*Assignment*: Please repeat, without alteration, the line containing "the white cabinet" and every line that follows it to the end of the entries below, and only those lines.

(Point localization data)

--*--

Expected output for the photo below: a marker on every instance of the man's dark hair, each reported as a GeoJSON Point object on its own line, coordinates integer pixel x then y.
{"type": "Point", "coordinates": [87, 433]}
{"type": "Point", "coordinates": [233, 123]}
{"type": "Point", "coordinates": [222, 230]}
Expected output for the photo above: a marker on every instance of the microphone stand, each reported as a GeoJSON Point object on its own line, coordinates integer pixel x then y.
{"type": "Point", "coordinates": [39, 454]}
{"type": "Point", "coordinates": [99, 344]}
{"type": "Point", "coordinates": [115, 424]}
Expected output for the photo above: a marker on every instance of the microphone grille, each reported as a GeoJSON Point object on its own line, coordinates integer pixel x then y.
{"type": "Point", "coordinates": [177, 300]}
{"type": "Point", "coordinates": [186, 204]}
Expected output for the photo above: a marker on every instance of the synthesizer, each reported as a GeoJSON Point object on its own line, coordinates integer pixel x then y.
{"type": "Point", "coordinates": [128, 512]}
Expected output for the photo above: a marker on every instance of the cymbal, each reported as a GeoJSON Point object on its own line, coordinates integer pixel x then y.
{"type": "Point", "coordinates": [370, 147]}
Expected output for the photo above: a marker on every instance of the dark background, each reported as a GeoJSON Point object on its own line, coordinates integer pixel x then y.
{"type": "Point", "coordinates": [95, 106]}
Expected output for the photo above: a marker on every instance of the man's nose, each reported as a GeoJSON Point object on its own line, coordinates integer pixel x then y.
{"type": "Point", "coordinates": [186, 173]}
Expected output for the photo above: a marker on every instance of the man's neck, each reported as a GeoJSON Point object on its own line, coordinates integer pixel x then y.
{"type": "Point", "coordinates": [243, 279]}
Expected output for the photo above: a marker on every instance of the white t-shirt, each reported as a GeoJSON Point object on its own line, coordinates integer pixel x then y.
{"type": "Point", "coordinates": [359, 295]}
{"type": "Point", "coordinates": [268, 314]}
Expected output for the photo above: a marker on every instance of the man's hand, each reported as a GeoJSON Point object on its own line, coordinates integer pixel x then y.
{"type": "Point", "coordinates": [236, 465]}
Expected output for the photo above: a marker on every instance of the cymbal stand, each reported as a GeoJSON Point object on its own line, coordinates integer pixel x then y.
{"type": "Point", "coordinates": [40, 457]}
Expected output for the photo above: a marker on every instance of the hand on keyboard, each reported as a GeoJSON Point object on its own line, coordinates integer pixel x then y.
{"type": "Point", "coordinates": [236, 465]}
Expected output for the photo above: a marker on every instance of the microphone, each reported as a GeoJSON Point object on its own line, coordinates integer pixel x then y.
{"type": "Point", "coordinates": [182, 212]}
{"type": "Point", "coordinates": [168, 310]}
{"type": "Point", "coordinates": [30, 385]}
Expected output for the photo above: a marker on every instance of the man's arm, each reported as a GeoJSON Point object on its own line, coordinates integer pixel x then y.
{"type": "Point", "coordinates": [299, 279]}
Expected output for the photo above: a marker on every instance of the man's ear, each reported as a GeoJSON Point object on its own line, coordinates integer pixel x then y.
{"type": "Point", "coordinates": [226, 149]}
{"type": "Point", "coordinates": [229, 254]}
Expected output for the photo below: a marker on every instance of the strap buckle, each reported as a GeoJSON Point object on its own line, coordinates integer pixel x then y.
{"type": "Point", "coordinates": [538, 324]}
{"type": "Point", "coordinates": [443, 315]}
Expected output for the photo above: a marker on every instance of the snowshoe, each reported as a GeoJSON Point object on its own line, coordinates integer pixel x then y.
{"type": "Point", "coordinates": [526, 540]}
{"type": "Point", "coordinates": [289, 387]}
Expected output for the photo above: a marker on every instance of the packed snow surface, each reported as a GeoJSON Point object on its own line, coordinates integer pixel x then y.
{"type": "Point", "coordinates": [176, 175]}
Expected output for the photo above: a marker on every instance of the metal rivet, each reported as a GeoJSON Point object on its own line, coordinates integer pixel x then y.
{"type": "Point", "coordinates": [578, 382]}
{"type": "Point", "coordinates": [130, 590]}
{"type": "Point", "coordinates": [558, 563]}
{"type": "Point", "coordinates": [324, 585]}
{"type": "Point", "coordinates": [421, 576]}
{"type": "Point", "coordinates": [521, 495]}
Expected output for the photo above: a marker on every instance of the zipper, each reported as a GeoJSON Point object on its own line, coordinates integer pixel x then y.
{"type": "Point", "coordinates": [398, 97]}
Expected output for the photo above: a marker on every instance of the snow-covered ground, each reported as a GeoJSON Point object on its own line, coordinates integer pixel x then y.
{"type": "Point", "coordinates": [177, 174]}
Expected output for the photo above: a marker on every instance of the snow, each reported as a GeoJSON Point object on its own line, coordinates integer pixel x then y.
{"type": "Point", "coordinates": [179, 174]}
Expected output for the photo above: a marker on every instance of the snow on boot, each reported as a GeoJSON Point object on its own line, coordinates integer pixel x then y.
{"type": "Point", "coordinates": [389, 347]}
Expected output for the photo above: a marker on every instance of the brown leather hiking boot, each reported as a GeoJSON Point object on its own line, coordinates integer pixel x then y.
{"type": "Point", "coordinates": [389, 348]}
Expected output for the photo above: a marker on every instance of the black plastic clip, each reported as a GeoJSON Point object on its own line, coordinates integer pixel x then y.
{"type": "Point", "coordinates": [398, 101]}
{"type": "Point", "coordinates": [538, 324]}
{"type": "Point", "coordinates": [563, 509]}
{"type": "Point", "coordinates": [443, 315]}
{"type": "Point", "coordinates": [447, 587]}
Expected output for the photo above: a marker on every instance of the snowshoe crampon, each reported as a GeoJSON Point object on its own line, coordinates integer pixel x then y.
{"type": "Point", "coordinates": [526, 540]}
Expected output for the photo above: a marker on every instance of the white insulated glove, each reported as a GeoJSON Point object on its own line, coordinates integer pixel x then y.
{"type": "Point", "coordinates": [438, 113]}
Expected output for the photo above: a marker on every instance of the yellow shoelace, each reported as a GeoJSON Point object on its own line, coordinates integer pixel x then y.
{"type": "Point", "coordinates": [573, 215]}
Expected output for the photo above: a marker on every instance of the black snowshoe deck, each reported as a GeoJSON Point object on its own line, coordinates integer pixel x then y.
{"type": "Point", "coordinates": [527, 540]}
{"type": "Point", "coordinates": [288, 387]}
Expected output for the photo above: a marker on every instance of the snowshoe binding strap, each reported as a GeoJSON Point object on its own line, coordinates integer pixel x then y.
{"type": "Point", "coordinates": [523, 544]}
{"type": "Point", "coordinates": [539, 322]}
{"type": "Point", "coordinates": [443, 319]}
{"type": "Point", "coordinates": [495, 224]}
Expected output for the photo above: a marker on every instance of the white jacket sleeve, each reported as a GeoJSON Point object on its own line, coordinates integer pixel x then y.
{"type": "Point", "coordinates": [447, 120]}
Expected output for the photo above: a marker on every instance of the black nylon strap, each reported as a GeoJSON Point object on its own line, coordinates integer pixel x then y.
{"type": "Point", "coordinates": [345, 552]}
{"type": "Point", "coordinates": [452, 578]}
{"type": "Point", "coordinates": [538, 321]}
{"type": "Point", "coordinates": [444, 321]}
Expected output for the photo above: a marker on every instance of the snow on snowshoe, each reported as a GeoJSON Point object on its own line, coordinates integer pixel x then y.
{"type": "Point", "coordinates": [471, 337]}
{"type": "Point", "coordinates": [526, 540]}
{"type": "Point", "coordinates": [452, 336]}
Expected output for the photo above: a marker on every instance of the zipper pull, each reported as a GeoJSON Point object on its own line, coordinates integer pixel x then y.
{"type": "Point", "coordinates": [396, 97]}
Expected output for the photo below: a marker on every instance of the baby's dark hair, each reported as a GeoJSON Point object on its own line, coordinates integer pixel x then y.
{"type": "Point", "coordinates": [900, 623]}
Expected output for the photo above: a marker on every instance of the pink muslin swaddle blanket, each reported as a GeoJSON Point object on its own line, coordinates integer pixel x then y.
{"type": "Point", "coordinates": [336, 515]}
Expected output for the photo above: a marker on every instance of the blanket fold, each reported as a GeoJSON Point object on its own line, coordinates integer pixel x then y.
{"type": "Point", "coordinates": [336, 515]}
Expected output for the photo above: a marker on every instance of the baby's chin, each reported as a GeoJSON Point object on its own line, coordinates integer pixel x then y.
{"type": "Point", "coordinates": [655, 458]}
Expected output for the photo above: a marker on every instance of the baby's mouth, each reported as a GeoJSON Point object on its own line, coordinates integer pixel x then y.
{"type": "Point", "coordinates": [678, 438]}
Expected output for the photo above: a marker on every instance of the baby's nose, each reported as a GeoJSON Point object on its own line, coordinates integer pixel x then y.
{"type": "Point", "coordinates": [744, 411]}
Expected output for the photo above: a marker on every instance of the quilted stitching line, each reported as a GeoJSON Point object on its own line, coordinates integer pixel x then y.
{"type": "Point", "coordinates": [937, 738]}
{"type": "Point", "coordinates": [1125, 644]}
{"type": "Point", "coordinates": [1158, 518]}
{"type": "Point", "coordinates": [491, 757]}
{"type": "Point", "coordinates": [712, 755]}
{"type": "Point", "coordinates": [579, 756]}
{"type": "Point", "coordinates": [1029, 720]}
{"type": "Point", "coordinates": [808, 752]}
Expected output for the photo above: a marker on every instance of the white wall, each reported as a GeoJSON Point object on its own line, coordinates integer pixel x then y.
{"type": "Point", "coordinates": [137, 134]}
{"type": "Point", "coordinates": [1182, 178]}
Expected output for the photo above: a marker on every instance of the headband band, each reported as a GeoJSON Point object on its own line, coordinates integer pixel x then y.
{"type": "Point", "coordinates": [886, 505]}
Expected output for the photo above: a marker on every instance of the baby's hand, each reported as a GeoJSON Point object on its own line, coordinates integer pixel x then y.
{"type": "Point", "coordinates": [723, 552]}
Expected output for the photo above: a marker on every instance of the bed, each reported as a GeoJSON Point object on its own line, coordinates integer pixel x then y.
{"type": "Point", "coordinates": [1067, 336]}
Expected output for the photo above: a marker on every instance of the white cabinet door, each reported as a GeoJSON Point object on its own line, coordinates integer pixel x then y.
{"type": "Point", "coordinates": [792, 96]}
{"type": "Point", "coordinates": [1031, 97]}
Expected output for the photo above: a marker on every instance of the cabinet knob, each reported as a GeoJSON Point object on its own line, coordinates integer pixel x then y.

--*--

*Output below*:
Expected output for the photo above: a marker on every instance of the white cabinet door, each reported as a GeoJSON Point object on its own line, coordinates integer pixel x then y.
{"type": "Point", "coordinates": [792, 96]}
{"type": "Point", "coordinates": [1031, 97]}
Expected output for the photo above: a marker on every instance of the cabinet knob, each reported as a GeoJSON Point object on its own line, coordinates integer pixel x then y.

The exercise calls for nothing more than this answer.